Data extracts section start

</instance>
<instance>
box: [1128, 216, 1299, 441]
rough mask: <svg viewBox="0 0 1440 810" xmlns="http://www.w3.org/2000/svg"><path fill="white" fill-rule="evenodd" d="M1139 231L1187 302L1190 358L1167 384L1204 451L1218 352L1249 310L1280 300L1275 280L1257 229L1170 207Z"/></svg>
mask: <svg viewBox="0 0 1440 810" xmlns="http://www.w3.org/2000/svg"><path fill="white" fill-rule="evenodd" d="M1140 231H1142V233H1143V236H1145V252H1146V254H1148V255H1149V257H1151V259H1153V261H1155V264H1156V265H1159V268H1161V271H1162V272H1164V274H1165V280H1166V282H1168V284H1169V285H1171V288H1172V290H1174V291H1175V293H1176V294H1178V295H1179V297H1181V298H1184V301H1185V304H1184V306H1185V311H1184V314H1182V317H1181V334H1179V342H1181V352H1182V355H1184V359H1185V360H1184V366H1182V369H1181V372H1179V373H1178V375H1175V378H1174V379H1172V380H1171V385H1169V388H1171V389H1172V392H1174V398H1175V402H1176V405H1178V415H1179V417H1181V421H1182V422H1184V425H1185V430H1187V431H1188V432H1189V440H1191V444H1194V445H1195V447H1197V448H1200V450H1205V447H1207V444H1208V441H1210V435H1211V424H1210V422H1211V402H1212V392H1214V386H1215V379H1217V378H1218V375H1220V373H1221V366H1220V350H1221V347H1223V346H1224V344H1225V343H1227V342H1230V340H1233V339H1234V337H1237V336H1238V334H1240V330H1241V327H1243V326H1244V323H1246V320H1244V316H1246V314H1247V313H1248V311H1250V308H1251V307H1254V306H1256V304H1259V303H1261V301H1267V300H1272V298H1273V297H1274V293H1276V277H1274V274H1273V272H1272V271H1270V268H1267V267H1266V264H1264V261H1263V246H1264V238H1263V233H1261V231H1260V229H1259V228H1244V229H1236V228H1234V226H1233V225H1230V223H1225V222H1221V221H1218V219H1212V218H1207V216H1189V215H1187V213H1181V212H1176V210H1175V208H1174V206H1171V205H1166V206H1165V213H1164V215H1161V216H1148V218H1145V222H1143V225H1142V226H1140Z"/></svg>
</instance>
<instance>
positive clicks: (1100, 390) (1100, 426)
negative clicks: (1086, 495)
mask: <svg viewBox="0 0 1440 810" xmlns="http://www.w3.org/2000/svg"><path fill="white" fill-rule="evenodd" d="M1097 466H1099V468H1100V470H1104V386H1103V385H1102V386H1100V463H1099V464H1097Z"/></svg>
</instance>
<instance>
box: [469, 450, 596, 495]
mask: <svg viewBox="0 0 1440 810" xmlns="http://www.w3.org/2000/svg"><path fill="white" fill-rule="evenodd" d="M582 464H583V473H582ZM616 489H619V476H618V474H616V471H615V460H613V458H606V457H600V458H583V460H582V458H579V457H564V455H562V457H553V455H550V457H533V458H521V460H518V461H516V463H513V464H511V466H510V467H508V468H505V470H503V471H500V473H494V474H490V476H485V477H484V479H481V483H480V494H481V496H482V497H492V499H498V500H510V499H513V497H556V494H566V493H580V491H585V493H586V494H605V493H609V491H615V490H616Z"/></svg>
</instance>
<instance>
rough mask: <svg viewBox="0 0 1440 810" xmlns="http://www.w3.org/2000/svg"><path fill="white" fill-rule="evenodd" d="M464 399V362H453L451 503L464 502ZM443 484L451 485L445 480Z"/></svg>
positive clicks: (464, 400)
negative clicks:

Data extracts section end

Work item » Write out every record exactly as it appears above.

Finished task »
</instance>
<instance>
box: [1128, 216, 1299, 441]
rough mask: <svg viewBox="0 0 1440 810" xmlns="http://www.w3.org/2000/svg"><path fill="white" fill-rule="evenodd" d="M1139 231L1187 302L1190 358L1167 384L1204 451L1218 352L1249 310L1280 300L1275 280L1257 229L1170 207Z"/></svg>
mask: <svg viewBox="0 0 1440 810" xmlns="http://www.w3.org/2000/svg"><path fill="white" fill-rule="evenodd" d="M1140 231H1142V233H1143V236H1145V252H1146V254H1148V255H1149V257H1151V259H1153V261H1155V264H1156V265H1159V268H1161V271H1162V272H1164V274H1165V280H1166V282H1168V284H1169V285H1171V288H1172V290H1174V291H1175V293H1176V294H1178V295H1179V297H1181V298H1184V301H1185V304H1184V306H1185V311H1184V314H1182V317H1181V334H1179V342H1181V352H1182V355H1184V359H1185V360H1184V366H1182V369H1181V372H1179V373H1178V375H1175V378H1174V379H1172V380H1171V385H1169V388H1171V389H1172V392H1174V398H1175V402H1176V405H1178V415H1179V417H1181V421H1182V422H1184V425H1185V430H1187V431H1188V432H1189V440H1191V444H1194V445H1195V447H1197V448H1200V450H1205V447H1207V444H1208V441H1210V435H1211V424H1210V422H1211V402H1212V392H1214V386H1215V379H1217V378H1218V375H1220V373H1221V366H1220V350H1221V347H1223V346H1224V344H1225V343H1227V342H1230V340H1233V339H1234V337H1237V336H1238V334H1240V330H1241V327H1243V326H1244V323H1246V320H1244V316H1246V314H1247V313H1248V311H1250V308H1251V307H1254V306H1256V304H1259V303H1261V301H1267V300H1272V298H1273V297H1274V293H1276V277H1274V274H1273V272H1272V271H1270V268H1267V267H1266V264H1264V261H1263V246H1264V238H1263V233H1261V231H1260V229H1259V228H1244V229H1236V228H1234V226H1233V225H1230V223H1225V222H1221V221H1218V219H1212V218H1207V216H1189V215H1187V213H1181V212H1176V210H1175V208H1174V206H1171V205H1166V206H1165V213H1164V215H1161V216H1148V218H1145V222H1143V225H1142V226H1140Z"/></svg>
</instance>
<instance>
positive clicks: (1100, 390) (1100, 426)
negative clicks: (1086, 495)
mask: <svg viewBox="0 0 1440 810" xmlns="http://www.w3.org/2000/svg"><path fill="white" fill-rule="evenodd" d="M1097 466H1099V468H1100V470H1104V386H1103V385H1102V386H1100V463H1099V464H1097Z"/></svg>
</instance>
<instance>
box: [469, 450, 596, 495]
mask: <svg viewBox="0 0 1440 810" xmlns="http://www.w3.org/2000/svg"><path fill="white" fill-rule="evenodd" d="M582 464H583V473H582ZM616 489H619V476H618V474H616V471H615V460H613V458H606V457H600V458H583V460H582V458H579V457H564V455H562V457H553V455H550V457H533V458H521V460H518V461H516V463H513V464H511V466H510V467H508V468H505V470H503V471H500V473H494V474H490V476H485V477H484V479H481V483H480V494H481V496H482V497H492V499H498V500H510V499H513V497H556V494H566V493H580V491H585V493H586V494H605V493H609V491H615V490H616Z"/></svg>
</instance>
<instance>
rough mask: <svg viewBox="0 0 1440 810" xmlns="http://www.w3.org/2000/svg"><path fill="white" fill-rule="evenodd" d="M464 399V362H453L451 503L464 502ZM443 484L451 485L445 480Z"/></svg>
positive clicks: (464, 400)
negative clicks:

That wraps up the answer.